Excerpted passage —
Content starts

Hayley’s Note: How We Got Here

It started with a boy…a common theme you will find in your youthful twenties. I was preparing to go camping at a friend’s family property in Maine with a former coworker turned good friend. She was running down the list of who all was going (the usual suspects) and then she said “Oh yeah and this guy ‘Bo Biese’ is going too.  He’s pretty cool, he hiked the Appalachian Trail.”  So I met this “pretty cool guy who hiked the Appalachian Trail” with the childhood rhyme nickname (you know the one that starts with your last name…Riese, Riese Bo Biese, Bananafana Fo Fiese).  While we can’t say it was love at first sight, you could definitely say it was notice at first sight. I noticed him, he noticed me, and after a couple more years of social interactions and some hard pushing from friends, we finally got together.

So now we are dating, and what do you do when you are getting to know someone? Find things you can do together that are more than just Netflixin’ and chillin’. Hiking came up as a mutual hobby, but our skill levels could not be farther apart (I mostly hiked through state parks for short periods of time). However, I was determined to do the hikes Eric liked doing, and boy did I start out the hard way. Being from northeast Massachusetts, the closest hikes were in the White Mountains of New Hampshire. Eric, being the experienced hiker, was smart and started us slow. I gradually got my hiking legs summiting the beasts of NH, the 4000-footers. We often joke the slogan of the White Mountains is “Welcome to the Whites….go $%#! yourself.” Every stumble, every muscle strain, every rock kick built me into a hiker. I was determined to keep up and I had some amazing falls (I even got a trail name because of one). The phrase “blood, sweat, and tears” could not have been truer during my early hiking days.

Years went by and we kept on hiking and soon we moved on to multiday backpacking. Then somewhere between our section hike of the Appalachian Trail in Massachusetts and the selection of the Presidentials in New Hampshire I thought, I could do this. I could thru-hike the AT. It startled me at first, how possible it felt and how much I wanted to do it. It was like kindling taking light. Why not? Why not hike it? I could do it. We could do it together. Why not? It breathed through my mind during the grueling White Mountain climbs and early morning coffee drinking beside our tent. It started to become an obsession, something I was now building into my life plan. Eric was thrilled at how this was all progressing. He always knew he would hike the AT again, and now this clumsy yet determined person he loved wanted to do it too.

Content ends

Complete the following —
1 – Rewrite the paragraph of Hayley's note that begins "So now we are dating" as a shorter bulleted list that keeps its main facts.
2 – For each statement below, say whether Hayley's note agrees with it, answering yes or no and quoting the deciding words from the note.
(a) The camping trip took place on a friend's family property in Maine.
(b) The narrator and Bo Biese fell in love at first sight.
(c) Eric had never hiked the Appalachian Trail before.
3 – Continue Hayley's note from where it stops.
The material after this point comes from a separate source unrelated to Hayley's note.

Dataset excerpts —
Content starts

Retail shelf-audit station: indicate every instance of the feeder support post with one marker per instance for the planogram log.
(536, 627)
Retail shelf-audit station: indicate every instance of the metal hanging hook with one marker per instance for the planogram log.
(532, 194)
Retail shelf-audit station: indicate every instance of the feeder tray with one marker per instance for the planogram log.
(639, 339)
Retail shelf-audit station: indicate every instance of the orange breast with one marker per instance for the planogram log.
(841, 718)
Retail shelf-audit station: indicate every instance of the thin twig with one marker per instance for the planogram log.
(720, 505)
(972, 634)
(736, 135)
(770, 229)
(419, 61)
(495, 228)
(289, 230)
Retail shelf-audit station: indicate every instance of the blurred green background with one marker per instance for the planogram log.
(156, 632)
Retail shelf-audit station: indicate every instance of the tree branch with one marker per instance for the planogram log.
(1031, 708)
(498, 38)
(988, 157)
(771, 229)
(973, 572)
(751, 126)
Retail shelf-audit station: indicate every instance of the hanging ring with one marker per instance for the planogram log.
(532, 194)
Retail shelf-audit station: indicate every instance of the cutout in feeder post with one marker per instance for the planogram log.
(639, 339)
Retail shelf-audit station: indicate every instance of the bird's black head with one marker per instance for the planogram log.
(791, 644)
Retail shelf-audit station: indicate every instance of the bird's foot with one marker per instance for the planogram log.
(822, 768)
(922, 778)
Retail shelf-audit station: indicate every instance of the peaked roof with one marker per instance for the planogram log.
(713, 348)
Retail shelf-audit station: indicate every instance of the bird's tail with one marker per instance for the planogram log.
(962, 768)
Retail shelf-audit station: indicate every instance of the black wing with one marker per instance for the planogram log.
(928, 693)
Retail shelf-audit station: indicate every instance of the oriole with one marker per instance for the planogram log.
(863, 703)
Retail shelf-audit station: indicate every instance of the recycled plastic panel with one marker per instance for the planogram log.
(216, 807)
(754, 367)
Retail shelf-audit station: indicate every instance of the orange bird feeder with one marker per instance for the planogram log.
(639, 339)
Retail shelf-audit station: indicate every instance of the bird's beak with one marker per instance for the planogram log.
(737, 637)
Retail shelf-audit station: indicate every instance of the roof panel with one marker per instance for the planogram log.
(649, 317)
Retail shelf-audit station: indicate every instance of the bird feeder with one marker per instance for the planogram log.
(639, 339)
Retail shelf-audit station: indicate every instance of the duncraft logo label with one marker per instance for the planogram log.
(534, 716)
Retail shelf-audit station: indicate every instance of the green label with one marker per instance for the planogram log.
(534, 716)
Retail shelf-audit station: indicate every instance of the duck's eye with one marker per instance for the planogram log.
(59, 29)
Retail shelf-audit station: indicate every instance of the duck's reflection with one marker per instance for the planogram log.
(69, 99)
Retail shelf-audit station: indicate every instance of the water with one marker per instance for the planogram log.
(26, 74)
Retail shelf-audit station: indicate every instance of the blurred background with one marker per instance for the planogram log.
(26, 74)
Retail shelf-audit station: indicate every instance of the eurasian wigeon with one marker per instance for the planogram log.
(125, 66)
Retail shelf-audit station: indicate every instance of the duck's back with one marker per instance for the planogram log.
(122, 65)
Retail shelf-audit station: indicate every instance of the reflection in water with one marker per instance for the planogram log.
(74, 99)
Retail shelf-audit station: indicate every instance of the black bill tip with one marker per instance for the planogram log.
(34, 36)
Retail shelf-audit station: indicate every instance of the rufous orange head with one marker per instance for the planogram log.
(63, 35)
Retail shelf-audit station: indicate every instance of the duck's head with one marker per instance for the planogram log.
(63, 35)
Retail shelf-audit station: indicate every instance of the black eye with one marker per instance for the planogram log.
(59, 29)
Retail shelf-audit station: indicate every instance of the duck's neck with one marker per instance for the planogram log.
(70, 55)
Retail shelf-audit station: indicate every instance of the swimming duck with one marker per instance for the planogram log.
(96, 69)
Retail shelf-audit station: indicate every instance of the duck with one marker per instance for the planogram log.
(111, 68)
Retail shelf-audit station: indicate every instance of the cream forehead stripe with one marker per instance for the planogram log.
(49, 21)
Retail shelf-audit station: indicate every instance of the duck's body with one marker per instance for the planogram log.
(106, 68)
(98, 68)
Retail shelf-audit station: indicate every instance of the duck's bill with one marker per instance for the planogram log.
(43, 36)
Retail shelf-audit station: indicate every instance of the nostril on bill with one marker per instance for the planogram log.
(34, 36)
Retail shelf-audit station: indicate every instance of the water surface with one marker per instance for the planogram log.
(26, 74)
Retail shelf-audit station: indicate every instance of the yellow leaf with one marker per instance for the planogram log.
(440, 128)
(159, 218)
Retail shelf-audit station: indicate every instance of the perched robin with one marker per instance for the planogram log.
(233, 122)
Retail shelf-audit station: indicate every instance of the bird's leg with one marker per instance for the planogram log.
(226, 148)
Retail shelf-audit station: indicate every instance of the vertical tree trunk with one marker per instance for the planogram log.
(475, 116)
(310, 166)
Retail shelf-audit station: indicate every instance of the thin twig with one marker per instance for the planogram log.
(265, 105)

Content ends

Numbered answers —
1 –
- Once dating, the couple looked for shared activities beyond Netflix, and hiking turned out to be a mutual hobby.
- Their skill levels were far apart: the narrator had mostly done short hikes in state parks, while Eric was experienced.
- Coming from northeast Massachusetts, they hiked the nearby White Mountains of New Hampshire, where Eric started them slow.
- The narrator built up hiking legs by summiting New Hampshire's 4000-footers.
- Stumbles, strains and rock kicks turned the narrator into a hiker, and one fall even earned a trail name.

2 –
(a) Yes: "camping at a friend’s family property in Maine"
(b) No: "While we can’t say it was love at first sight"
(c) No: "He always knew he would hike the AT again"

3 –
The next question was when… when are we going to do this big thing? This life-changing thing that takes more time than you would think. We both had settled into our careers and were living a good life together, but the knowledge that we would someday thru-hike the Appalachian Trail was solid. I knew it was in my future as surely as a knee striking granite is painful. More time went by, and then Covid happened. We were fortunate that we were not severely negatively impacted by the pandemic, but like most people, we did feel the fleetingness of our lives. Covid was the catalyst, but we were at a good point in our lives to pull the trigger (young and fit with no house, no pets nor family members relying on us) so we decided to do it. We were going to thru-hike the AT in 2022… and here we are five days out. It’s all happening right now.  There are times in your life that you feel like it’s a dream and how could I be so fortunate?  I wish I could go back in time to the uncertain, young girl who was, I now see, poorly packing her bag to go camping and tell her, “Girl, you are going to do some great things, just you wait.”